What is expected: Copy every one of the rows below verbatim, omitting the pictures from your output.

Photo-based point labeling data:

-----

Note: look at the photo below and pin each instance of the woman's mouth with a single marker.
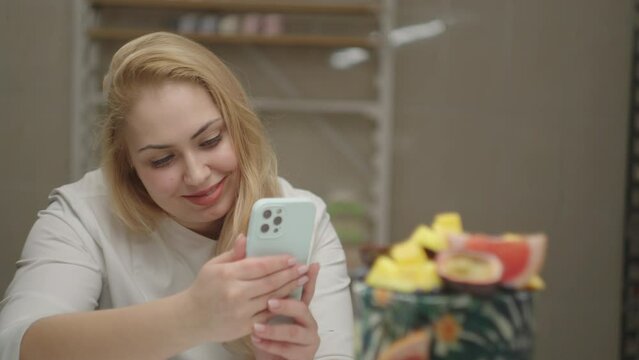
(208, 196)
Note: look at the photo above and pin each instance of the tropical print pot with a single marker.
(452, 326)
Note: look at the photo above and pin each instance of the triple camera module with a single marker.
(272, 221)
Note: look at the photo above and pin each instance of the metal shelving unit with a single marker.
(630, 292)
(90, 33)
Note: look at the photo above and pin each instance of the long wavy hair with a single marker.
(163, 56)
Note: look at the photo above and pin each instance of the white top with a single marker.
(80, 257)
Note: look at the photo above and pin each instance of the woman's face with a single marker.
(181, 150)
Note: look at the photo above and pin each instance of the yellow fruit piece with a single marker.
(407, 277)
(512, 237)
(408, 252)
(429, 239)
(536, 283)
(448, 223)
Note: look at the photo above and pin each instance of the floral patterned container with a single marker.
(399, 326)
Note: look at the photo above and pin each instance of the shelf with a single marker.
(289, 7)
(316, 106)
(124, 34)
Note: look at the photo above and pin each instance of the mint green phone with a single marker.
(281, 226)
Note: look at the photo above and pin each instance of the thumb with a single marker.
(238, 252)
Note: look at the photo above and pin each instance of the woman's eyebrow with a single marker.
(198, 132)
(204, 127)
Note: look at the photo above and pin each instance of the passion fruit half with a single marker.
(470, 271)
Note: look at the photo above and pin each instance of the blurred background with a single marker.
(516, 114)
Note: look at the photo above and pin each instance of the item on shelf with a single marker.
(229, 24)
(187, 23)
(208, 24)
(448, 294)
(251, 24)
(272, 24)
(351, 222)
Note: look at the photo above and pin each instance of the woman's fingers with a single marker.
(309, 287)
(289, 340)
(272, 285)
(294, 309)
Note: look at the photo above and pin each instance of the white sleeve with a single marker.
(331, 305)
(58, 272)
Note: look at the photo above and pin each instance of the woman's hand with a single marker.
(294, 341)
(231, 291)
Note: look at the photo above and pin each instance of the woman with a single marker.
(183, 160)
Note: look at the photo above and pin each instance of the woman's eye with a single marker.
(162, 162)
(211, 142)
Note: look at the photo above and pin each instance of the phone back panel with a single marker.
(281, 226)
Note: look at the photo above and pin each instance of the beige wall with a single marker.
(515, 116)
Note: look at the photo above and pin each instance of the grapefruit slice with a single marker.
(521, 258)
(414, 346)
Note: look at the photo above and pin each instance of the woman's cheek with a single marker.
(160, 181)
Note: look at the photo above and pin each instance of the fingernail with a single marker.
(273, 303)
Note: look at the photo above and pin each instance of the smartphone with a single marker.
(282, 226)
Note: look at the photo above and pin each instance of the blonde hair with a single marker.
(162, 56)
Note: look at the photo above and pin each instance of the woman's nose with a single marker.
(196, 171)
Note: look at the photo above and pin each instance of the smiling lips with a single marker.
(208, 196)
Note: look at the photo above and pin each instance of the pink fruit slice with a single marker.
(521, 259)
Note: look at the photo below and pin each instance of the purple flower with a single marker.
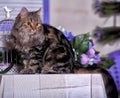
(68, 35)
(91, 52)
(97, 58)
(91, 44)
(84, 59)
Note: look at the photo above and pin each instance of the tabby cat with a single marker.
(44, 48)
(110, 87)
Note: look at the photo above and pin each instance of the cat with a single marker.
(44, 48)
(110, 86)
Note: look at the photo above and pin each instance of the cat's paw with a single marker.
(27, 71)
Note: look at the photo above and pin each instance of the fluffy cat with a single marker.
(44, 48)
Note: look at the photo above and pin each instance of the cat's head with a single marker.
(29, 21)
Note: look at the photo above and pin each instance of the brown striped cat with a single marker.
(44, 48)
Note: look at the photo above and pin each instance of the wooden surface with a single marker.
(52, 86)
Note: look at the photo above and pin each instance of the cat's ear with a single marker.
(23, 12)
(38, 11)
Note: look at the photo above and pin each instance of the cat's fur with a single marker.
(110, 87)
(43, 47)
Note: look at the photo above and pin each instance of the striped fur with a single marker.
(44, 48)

-----

Answer:
Note: look at the photo below and pin each instance of the woman's mouth with a single marker.
(208, 196)
Note: look at the photo above and pin each instance of the tropical print pot with a single marker.
(452, 326)
Note: look at the photo above and pin each instance of the triple camera module with a single marker.
(272, 221)
Note: look at the photo above and pin each instance of the metal shelving unit with a single marker.
(630, 292)
(90, 33)
Note: look at the photo above and pin each instance of the long wavy hair with a single marker.
(163, 56)
Note: look at the photo above and pin each instance of the white top with a single marker.
(80, 257)
Note: look at the photo above and pin each instance of the woman's face with a single marker.
(181, 150)
Note: look at the photo above and pin each instance of the yellow fruit piece with a single marker.
(407, 277)
(512, 237)
(408, 252)
(429, 239)
(536, 283)
(448, 223)
Note: look at the photo above and pin each instance of the floral patterned container with a single marker.
(399, 326)
Note: look at the photo above and pin each instance of the shelf with a single marker.
(289, 7)
(316, 106)
(124, 34)
Note: look at the photo above and pin each instance of the mint green phone with a single marker.
(281, 226)
Note: look at the photo above and pin each instance of the thumb with a single marker.
(238, 252)
Note: look at the photo above and pin each instance of the woman's eyebrow with a single marker.
(198, 132)
(204, 127)
Note: look at the photo above and pin each instance of the passion fruit half with a single marker.
(470, 271)
Note: look at the photo above and pin each instance of the blurred background with a single marker.
(516, 114)
Note: look at the photo above and pin each instance of the item on shelf with a single marker.
(229, 24)
(187, 23)
(208, 24)
(448, 294)
(251, 24)
(272, 24)
(351, 222)
Note: look at the photo above and pin each instance of the woman's fingers with a single marker.
(309, 287)
(289, 340)
(272, 285)
(294, 309)
Note: look at the photo above and pin each instance of the white sleeve with a single marker.
(331, 305)
(58, 272)
Note: look at the photo above and pin each instance of the woman's hand with a single marker.
(294, 341)
(231, 291)
Note: look at the photo above and pin each instance of the woman with a single marker.
(183, 160)
Note: look at the photo above and pin each instance of the woman's eye with a single marker.
(162, 162)
(211, 142)
Note: look at the photo above and pin each instance of the phone back panel with a single marker.
(281, 226)
Note: look at the photo above and pin each instance of the beige wall with a single marker.
(515, 116)
Note: look at the photo above and pin each instance of the grapefruit slice with a single marker.
(521, 258)
(414, 346)
Note: look at the photo above and pin each instance of the woman's cheek with a single marker.
(160, 181)
Note: look at the photo above and pin each instance of the fingernail with a single marker.
(273, 303)
Note: look at the photo above and pin each instance of the smartphone with a single marker.
(282, 226)
Note: look at the photo above and pin each instance of the blonde hair with a single marker.
(162, 56)
Note: look at the photo above and pin each instance of the woman's nose with a single marker.
(196, 171)
Note: look at the photo above and pin each instance of the smiling lips with a single marker.
(208, 196)
Note: look at the photo above and pin each instance of the pink fruit slice with a single marker.
(521, 259)
Note: look at the photo below and pin each instance of the purple flower with a single marker.
(68, 35)
(91, 52)
(97, 58)
(91, 44)
(84, 59)
Note: look at the photo above and pin each instance of the tabby cat with a single marker.
(44, 48)
(110, 87)
Note: look at the photo above and pin each instance of the cat with a single marker.
(44, 48)
(110, 86)
Note: look at the photo above and pin each instance of the cat's paw with a single marker.
(27, 71)
Note: look at the photo above and pin each instance of the fluffy cat with a single marker.
(44, 48)
Note: look at the photo above and pin each instance of the cat's head with a single marker.
(29, 21)
Note: look at the photo above and pin each instance of the brown striped cat with a single marker.
(44, 48)
Note: look at the photo above and pin each instance of the wooden surface with a single marker.
(52, 86)
Note: look at the photo above and pin each instance of the cat's ear with a single marker.
(23, 12)
(38, 11)
Note: look at the photo above and pin each instance of the cat's fur with a single marker.
(110, 87)
(43, 47)
Note: look at the photo above and pin each instance of the striped fur with a single marker.
(44, 48)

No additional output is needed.